▶ [TASK DIRECTIONS]
The data below is to be output in full, unchanged.

DATA SHOWN Start Marker

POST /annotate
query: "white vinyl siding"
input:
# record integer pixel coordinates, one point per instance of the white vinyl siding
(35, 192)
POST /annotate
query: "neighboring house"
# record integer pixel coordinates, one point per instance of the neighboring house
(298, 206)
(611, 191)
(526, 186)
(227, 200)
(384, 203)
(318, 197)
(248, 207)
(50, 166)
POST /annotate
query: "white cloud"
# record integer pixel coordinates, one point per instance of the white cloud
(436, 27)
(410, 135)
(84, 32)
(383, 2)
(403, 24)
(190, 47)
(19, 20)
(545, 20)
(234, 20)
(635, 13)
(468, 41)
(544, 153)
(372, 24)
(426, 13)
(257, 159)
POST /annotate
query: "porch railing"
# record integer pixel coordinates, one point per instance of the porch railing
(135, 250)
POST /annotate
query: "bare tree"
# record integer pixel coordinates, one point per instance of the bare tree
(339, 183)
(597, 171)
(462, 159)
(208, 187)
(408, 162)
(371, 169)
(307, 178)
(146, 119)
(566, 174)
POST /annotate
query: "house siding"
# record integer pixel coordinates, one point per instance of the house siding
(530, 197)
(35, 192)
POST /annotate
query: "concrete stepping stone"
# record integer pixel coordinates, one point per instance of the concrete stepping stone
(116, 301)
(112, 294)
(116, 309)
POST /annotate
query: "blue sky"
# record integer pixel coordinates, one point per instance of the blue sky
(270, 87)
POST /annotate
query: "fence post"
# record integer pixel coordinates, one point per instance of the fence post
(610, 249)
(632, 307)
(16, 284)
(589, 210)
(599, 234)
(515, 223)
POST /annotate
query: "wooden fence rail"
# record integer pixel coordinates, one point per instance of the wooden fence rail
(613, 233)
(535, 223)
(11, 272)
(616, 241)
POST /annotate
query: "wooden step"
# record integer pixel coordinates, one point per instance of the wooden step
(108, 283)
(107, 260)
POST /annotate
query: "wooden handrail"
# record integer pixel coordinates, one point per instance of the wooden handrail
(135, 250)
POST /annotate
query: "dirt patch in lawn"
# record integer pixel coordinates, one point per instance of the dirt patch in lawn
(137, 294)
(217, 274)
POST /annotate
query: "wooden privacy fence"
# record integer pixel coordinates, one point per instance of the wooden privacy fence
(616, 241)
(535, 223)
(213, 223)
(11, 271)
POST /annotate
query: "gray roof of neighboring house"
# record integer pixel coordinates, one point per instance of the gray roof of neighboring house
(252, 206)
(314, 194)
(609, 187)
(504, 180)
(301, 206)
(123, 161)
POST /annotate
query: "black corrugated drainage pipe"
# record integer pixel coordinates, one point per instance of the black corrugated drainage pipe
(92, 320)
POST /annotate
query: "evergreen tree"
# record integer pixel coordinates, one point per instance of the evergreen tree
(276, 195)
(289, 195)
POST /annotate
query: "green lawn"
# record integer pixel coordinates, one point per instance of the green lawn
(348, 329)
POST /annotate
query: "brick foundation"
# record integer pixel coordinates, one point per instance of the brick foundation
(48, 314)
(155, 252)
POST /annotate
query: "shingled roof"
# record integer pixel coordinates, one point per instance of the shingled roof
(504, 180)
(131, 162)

DATA SHOWN End Marker

▶ [FINISHED TASK]
POST /annotate
query: "white vinyl siding"
input:
# record integer pixel coordinates, one point per instance of the white vinyl siding
(35, 192)
POST /annotate
query: "neighboring house"
# record integer pixel coordinates, one point per instance of the neighboring house
(298, 206)
(611, 191)
(526, 186)
(227, 200)
(384, 203)
(318, 197)
(248, 207)
(50, 166)
POST /annotate
query: "white cloud"
# record integer pixel coordinates, one point per instance of the white cloud
(436, 27)
(410, 135)
(84, 32)
(383, 2)
(403, 24)
(190, 47)
(19, 20)
(545, 20)
(234, 20)
(635, 13)
(468, 41)
(544, 153)
(372, 24)
(426, 13)
(257, 159)
POST /annotate
query: "porch railing"
# record integer pixel coordinates, one point per instance of the porch railing
(135, 250)
POST /annotate
query: "bare tree"
# record integer pixel coordinates, one point per instance of the bare tree
(339, 183)
(597, 171)
(462, 159)
(208, 187)
(408, 162)
(371, 169)
(307, 178)
(146, 119)
(566, 174)
POST /annotate
query: "house siding"
# record integer pixel coordinates, one point per instance of the house siding
(530, 197)
(35, 192)
POST /annotate
query: "concrete stepping stone"
# record integer pixel coordinates, one point per instance of the concrete stepping stone
(116, 301)
(112, 294)
(116, 309)
POST /annotate
query: "blue sky"
# record integer pixel coordinates, one point per instance of the blue sky
(270, 87)
POST /annotate
query: "fence post"
# record integer pixel coordinates, one point per instance of the fence post
(610, 249)
(632, 307)
(16, 284)
(589, 210)
(599, 234)
(515, 223)
POST /annotate
query: "wooden fence rail"
# record integer pixel coordinates, one point per instance of the wooden fence rail
(613, 233)
(535, 223)
(11, 272)
(616, 241)
POST /annotate
query: "wooden step"
# record integer pixel coordinates, one point per instance of the wooden step
(108, 283)
(107, 260)
POST /annotate
query: "wooden handrail"
# record integer pixel coordinates, one point per instance of the wooden handrail
(135, 250)
POST /annotate
query: "dirt patch in lawn"
# record integer pixel coordinates, one point per instance of the dirt patch in lawn
(137, 294)
(217, 274)
POST /annotate
query: "wooden privacy fence"
# record integer pixel coordinates, one point per instance of the wooden privacy fence
(616, 241)
(535, 223)
(213, 223)
(11, 271)
POST /annotate
query: "gray roof of neighboring house"
# record integer pixel coordinates, one point per instance of the gray roof of neighboring house
(252, 206)
(314, 194)
(609, 187)
(504, 180)
(301, 206)
(123, 161)
POST /annotate
query: "black corrugated drainage pipe"
# record integer pixel coordinates, one point per instance of the black corrugated drainage pipe
(92, 320)
POST /annotate
query: "evergreen tree"
# record integer pixel coordinates, one point per instance of the evergreen tree
(276, 195)
(289, 195)
POST /annotate
query: "green lawn"
# record integer pixel coordinates, one point per instance of the green lawn
(348, 329)
POST /annotate
query: "brick foundation"
# record integer pixel coordinates, one point per instance of the brick foundation
(48, 314)
(155, 252)
POST /annotate
query: "shingled roof"
# record integer pixel coordinates, one point per instance of the shingled roof
(504, 180)
(131, 162)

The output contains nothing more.